> THE INPUT

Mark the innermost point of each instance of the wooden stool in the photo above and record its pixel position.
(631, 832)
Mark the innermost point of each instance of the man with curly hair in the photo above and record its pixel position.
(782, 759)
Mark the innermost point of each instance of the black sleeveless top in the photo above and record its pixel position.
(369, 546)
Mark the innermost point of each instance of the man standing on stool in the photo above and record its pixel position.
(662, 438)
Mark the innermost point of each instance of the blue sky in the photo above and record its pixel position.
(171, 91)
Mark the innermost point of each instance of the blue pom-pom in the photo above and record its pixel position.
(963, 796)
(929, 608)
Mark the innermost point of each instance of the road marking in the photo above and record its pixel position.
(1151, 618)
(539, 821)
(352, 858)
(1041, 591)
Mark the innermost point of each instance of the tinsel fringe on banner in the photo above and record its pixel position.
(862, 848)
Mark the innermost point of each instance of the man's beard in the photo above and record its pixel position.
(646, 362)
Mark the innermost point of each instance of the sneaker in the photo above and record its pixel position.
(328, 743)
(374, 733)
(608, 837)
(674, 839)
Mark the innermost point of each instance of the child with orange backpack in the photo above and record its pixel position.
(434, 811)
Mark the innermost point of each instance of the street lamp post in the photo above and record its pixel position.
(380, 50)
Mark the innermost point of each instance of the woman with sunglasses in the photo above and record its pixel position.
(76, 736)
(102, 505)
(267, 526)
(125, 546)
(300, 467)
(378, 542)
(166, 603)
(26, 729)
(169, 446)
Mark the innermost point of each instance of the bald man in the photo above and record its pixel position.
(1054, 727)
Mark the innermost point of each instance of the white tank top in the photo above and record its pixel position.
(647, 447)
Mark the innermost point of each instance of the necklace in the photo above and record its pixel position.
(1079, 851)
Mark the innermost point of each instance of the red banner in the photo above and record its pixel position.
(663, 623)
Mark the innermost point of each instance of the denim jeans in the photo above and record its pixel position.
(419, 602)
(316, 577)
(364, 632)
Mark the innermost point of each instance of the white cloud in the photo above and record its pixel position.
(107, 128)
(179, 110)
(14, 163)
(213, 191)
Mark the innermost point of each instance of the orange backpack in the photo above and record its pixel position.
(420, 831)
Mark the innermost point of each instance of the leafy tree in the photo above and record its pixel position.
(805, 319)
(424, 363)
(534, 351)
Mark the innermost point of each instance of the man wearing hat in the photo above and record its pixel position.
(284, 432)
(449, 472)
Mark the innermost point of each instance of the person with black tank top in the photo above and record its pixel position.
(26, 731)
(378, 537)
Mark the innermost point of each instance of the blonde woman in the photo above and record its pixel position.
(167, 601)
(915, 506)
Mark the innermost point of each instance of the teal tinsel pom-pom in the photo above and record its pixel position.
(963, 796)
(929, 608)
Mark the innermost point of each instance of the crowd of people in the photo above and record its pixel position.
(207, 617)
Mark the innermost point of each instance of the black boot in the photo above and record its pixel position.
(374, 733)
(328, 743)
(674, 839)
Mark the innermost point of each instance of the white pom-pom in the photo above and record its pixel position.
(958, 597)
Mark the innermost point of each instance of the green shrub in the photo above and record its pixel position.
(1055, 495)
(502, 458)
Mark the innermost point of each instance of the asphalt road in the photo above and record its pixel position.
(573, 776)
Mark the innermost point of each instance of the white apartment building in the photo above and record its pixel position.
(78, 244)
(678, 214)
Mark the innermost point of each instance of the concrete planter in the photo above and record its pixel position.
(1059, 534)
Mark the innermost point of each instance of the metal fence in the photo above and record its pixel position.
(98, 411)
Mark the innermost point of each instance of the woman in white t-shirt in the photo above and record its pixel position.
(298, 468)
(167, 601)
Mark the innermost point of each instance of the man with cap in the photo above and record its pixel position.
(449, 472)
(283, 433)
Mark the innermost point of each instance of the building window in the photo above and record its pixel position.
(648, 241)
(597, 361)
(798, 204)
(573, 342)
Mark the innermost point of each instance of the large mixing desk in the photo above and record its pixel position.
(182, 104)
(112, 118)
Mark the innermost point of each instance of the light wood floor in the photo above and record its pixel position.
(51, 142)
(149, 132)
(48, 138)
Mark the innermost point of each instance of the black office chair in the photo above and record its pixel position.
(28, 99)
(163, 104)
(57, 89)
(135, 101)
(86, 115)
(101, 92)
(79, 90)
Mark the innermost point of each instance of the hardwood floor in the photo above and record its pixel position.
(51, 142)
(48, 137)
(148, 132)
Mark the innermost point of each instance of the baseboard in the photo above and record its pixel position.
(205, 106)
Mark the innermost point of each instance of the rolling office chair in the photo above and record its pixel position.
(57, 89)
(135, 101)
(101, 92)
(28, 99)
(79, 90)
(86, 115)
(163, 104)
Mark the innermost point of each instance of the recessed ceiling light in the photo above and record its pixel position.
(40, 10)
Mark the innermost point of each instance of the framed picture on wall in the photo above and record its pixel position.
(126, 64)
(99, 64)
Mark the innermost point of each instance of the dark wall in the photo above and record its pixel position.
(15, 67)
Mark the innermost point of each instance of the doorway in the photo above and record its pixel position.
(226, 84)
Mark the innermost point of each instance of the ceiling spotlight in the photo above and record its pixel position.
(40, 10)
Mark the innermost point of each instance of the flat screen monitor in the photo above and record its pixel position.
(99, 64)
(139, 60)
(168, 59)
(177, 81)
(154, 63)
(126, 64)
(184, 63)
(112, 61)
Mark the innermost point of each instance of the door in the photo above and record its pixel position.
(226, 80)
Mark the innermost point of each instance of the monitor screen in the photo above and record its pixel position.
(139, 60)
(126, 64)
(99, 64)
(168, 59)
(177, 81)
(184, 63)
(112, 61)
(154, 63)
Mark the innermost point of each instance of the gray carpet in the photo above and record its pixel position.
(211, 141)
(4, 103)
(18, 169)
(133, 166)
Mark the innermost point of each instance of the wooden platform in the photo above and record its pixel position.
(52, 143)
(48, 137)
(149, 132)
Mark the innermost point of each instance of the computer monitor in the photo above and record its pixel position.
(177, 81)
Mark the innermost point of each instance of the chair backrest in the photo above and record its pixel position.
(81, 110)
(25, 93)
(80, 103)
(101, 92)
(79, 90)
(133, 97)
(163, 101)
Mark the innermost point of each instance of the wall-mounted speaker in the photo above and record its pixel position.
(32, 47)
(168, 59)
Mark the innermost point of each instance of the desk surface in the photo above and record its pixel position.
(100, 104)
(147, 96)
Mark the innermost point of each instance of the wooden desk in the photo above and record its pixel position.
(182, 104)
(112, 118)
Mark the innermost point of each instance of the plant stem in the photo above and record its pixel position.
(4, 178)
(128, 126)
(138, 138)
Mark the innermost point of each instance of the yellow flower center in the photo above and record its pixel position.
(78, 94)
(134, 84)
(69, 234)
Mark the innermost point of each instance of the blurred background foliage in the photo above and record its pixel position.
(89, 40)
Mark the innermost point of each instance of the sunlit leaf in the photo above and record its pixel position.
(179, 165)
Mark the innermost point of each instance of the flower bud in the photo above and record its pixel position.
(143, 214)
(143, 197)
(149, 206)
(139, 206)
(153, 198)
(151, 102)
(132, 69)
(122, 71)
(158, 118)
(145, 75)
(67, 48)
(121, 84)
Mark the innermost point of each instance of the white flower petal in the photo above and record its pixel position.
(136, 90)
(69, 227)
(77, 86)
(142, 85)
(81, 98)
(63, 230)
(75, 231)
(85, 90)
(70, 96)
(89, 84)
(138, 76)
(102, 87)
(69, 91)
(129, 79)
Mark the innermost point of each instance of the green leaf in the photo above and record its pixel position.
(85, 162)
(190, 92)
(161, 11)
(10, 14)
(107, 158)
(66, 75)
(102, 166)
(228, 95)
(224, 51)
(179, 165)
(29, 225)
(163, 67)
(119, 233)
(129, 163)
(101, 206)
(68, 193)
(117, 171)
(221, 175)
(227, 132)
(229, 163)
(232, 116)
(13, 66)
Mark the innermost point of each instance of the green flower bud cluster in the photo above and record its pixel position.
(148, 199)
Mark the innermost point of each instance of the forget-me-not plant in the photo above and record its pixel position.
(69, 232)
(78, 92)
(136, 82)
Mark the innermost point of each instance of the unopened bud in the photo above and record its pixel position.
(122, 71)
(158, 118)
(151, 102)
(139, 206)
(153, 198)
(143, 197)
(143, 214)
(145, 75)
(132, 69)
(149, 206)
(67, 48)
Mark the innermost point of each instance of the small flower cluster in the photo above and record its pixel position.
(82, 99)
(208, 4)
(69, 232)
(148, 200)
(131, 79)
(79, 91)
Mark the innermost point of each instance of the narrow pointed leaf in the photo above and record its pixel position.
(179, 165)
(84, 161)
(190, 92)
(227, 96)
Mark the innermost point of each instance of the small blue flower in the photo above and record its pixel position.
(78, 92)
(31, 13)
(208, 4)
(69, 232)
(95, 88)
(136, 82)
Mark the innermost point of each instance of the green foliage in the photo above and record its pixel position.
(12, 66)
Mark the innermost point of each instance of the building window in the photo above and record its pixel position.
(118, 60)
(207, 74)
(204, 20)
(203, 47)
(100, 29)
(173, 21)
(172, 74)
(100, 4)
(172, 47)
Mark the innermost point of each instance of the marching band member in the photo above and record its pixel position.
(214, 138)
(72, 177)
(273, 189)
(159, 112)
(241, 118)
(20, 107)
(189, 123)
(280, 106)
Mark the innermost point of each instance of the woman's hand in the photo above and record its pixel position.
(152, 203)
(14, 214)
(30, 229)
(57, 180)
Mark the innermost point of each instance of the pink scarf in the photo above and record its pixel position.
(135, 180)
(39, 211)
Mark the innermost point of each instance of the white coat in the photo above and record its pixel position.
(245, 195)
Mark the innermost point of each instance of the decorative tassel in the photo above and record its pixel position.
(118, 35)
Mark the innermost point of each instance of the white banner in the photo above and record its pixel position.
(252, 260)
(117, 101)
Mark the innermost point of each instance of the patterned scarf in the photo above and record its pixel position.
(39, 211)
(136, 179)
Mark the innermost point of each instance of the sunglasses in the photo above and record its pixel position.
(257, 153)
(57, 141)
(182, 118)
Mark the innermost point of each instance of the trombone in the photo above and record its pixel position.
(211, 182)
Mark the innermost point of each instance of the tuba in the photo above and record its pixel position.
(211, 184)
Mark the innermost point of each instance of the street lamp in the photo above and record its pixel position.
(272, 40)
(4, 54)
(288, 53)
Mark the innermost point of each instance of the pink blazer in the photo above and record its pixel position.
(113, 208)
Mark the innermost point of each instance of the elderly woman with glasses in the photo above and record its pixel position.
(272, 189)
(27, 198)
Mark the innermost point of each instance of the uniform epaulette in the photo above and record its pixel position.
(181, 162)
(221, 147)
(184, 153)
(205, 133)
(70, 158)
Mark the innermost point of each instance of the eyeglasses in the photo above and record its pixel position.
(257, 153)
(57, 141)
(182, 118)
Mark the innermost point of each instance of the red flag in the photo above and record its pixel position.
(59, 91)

> TASK DIRECTIONS
Only the lines from the one containing "Mark the innermost point of each instance of the uniform" through the end of the entries above belong in the answer; repeat them exactly.

> THE COMPLETED TASK
Mark the innermost point of each instance of the uniform epaulette in the photo above and record its pixel position.
(181, 162)
(221, 147)
(184, 153)
(205, 133)
(70, 158)
Mark the innermost point of each instance of the eyeglasses in the photo above and record its pixel position.
(257, 153)
(57, 141)
(182, 118)
Mark the innermost point of each instance of the red flag in the photo above and record its pixel position.
(59, 91)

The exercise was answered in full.